Le prix du pèlerinage : l’Arabie saoudite prive-t-elle les pèlerins plus pauvres du hadj ?
Avec ses gratte-ciel étincelants, ses hôtels de luxe et ses centres commerciaux tentaculaires, il est difficile de croire que la Mecque était un jour une simple cité poussiéreuse et désertique sillonnée par des personnages tels qu’Abraham, Agar et Mohammed. La transformation du paysage au cours des dernières décennies a été rapide et irréversible.
La pauvreté sidérante et l’opulence sont toutes deux révélées au grand jour à La Mecque durant la saison du hadj. Des pèlerins venus du monde entier s’agglutinent et s’allongent sur des couvertures posées sur le sol de la cour, à l’extérieur de la mosquée principale. Parmi eux se trouvent la famille africaine de cinq personnes qui dort avec tous ses effets personnels devant l’entrée d’un très haut bâtiment regroupant un centre commercial et un hôtel, juste à côté de la Grande Mosquée, ainsi que les milliers de mendiants qui établissent leur campement chaque année dans la ville-tentes de Mina et y vendent des foulards, des babouches ou des jouets – quoi que ce soit dans l’espoir que les pèlerins étrangers se montrent généreux.
Dans un certain sens, la Mecque n’a pas réellement changé et est toujours un lieu de refuge pour les millions de pèlerins qui affluent chaque année. Mais sur les lieux de repos sommaires de ces pèlerins plus pauvres planent les longues ombres projetées par la tour de l’horloge au loin et les hôtels décadents, un luxe qu’ils ne pourraient jamais s’offrir, autour de la Grande Mosquée.
Le hadj est un pèlerinage spirituel que chaque musulman financièrement et physiquement en mesure de le faire est tenu d’effectuer au moins une fois dans sa vie. Et pourtant, la ville la plus sainte de l’islam a connu une transformation sans précédent qui flatte les intérêts du secteur du tourisme et de l’hôtellerie de l’Arabie saoudite, lesquels semblent supérieurs aux besoins spirituels de la majorité. Cela signifie que ce qui est généralement considéré comme un voyage non ostentatoire destiné à rendre l’âme humaine humble est devenu pour certains une destination d’« expérience » de premier choix.
D’après le Dr Ahmad al-Alawi, directeur exécutif de la Fondation pour la recherche du patrimoine islamique à La Mecque, tous les projets d’hôtels de luxe – les plus anciens comme les plus récents – ont été construits sur le site de la forteresse d’Ajyad, une citadelle de pierre tentaculaire construite à l’époque ottomane. Lorsque la forteresse et la montagne antique sur laquelle elle reposait ont été rasées en 2002, le ministre turc de la Culture de l’époque a déploré un « massacre culturel ». En 1984, la maison de l’épouse du prophète, Khadija, a également été détruite pour faire place à des toilettes publiques.
★ ★ ★ ★
Répondez aux questions suivantes à partir du texte sur le hadj.
(a) Que vendent les mendiants installés chaque année dans la ville-tentes de Mina ?
(b) Selon le Dr Ahmad al-Alawi, sur quel site ont été construits tous les projets d'hôtels de luxe ?
(c) En quelle année la maison de Khadija a-t-elle été détruite, et pour faire place à quoi ?
★ ★ ★ ★
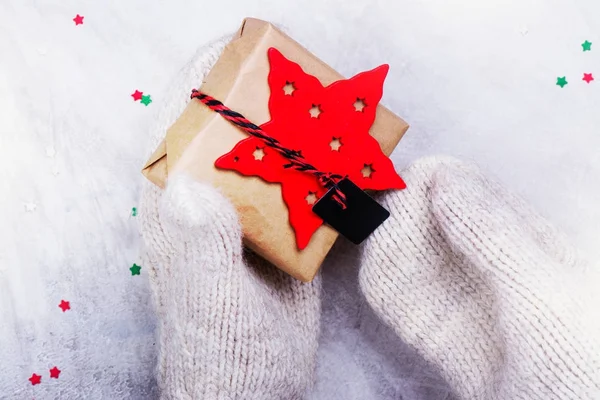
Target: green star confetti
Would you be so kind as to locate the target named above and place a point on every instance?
(587, 46)
(561, 81)
(135, 269)
(146, 100)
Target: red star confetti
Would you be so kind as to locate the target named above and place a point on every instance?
(64, 305)
(55, 372)
(35, 379)
(329, 125)
(78, 19)
(137, 95)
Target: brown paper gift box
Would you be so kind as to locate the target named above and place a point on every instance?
(200, 136)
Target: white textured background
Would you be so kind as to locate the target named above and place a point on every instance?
(475, 79)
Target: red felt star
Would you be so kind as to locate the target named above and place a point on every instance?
(35, 379)
(137, 95)
(64, 305)
(78, 19)
(55, 372)
(329, 125)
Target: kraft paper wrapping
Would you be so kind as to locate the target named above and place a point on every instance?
(200, 136)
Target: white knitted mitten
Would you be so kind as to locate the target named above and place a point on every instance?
(484, 288)
(228, 330)
(230, 325)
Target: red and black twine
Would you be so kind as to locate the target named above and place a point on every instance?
(297, 161)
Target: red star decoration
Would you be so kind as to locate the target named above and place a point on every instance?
(35, 379)
(78, 19)
(310, 117)
(137, 95)
(55, 372)
(64, 305)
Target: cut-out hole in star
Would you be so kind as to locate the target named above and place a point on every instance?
(315, 111)
(289, 88)
(311, 198)
(367, 171)
(335, 144)
(258, 154)
(359, 104)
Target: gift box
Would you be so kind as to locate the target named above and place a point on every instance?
(200, 136)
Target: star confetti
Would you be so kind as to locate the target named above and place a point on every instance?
(55, 372)
(137, 95)
(64, 305)
(146, 100)
(587, 46)
(50, 152)
(78, 19)
(35, 379)
(329, 125)
(135, 269)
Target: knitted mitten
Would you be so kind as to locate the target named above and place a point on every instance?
(231, 326)
(483, 288)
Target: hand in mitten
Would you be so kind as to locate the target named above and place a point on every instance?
(231, 325)
(484, 288)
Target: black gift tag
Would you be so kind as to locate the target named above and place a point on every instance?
(359, 219)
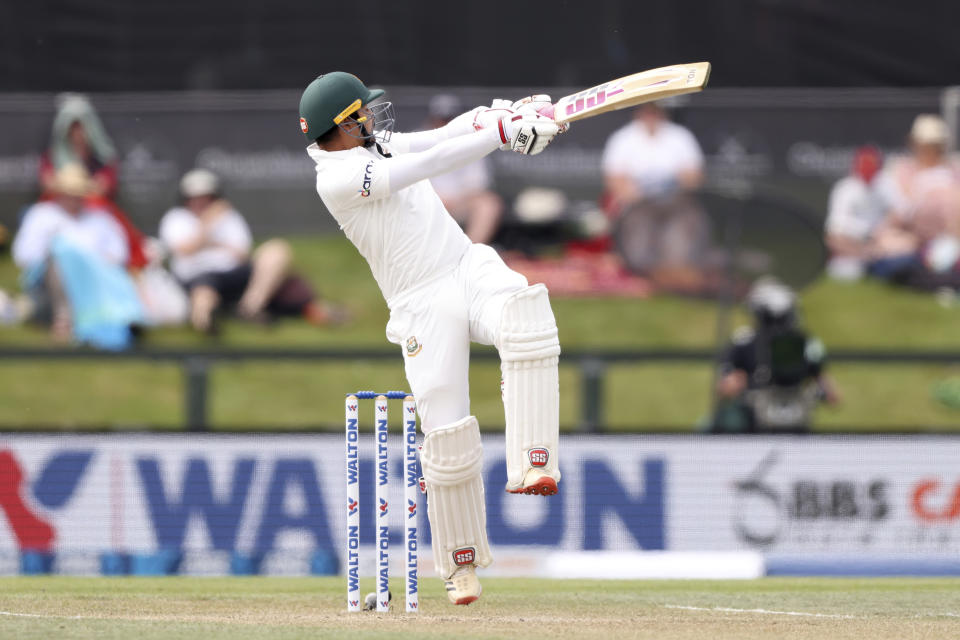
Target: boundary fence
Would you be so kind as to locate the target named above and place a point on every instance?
(592, 366)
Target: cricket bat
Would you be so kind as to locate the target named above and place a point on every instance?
(628, 91)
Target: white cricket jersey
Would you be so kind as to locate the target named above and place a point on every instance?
(408, 238)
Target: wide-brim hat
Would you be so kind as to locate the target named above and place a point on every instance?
(929, 128)
(72, 180)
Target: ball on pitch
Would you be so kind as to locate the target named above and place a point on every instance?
(370, 602)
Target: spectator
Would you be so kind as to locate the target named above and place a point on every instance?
(771, 375)
(210, 246)
(79, 137)
(71, 255)
(918, 242)
(857, 207)
(927, 183)
(466, 192)
(650, 167)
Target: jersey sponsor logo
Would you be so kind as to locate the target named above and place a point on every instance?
(466, 555)
(367, 180)
(413, 347)
(538, 457)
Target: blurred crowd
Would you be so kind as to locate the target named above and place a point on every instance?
(899, 219)
(91, 276)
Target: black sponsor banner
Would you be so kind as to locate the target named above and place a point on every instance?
(792, 142)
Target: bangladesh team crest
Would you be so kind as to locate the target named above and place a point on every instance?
(413, 347)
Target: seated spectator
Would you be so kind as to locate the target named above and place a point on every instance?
(72, 256)
(650, 167)
(857, 207)
(917, 243)
(79, 137)
(466, 192)
(210, 246)
(772, 374)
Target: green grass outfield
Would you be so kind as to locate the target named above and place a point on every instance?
(270, 395)
(275, 608)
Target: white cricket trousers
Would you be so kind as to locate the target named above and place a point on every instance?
(435, 322)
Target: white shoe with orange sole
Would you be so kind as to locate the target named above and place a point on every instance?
(463, 587)
(537, 483)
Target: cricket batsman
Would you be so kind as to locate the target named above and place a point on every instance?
(444, 292)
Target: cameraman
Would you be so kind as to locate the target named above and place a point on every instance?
(771, 375)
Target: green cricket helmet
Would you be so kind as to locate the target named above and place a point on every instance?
(333, 97)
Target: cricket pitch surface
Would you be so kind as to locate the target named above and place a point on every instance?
(262, 607)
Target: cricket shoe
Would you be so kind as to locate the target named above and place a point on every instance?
(537, 483)
(463, 587)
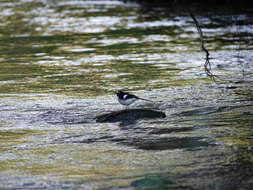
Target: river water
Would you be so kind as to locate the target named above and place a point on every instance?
(61, 62)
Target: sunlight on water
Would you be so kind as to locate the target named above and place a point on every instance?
(61, 62)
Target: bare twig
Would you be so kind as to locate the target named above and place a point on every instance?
(207, 64)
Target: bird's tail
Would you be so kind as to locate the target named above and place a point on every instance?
(145, 99)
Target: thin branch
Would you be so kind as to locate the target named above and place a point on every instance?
(207, 64)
★ ★ ★ ★
● **Réponse finale**:
(a) Des foulards, des babouches ou des jouets.
(b) Sur le site de la forteresse d'Ajyad, une citadelle de pierre construite à l'époque ottomane.
(c) En 1984, pour faire place à des toilettes publiques.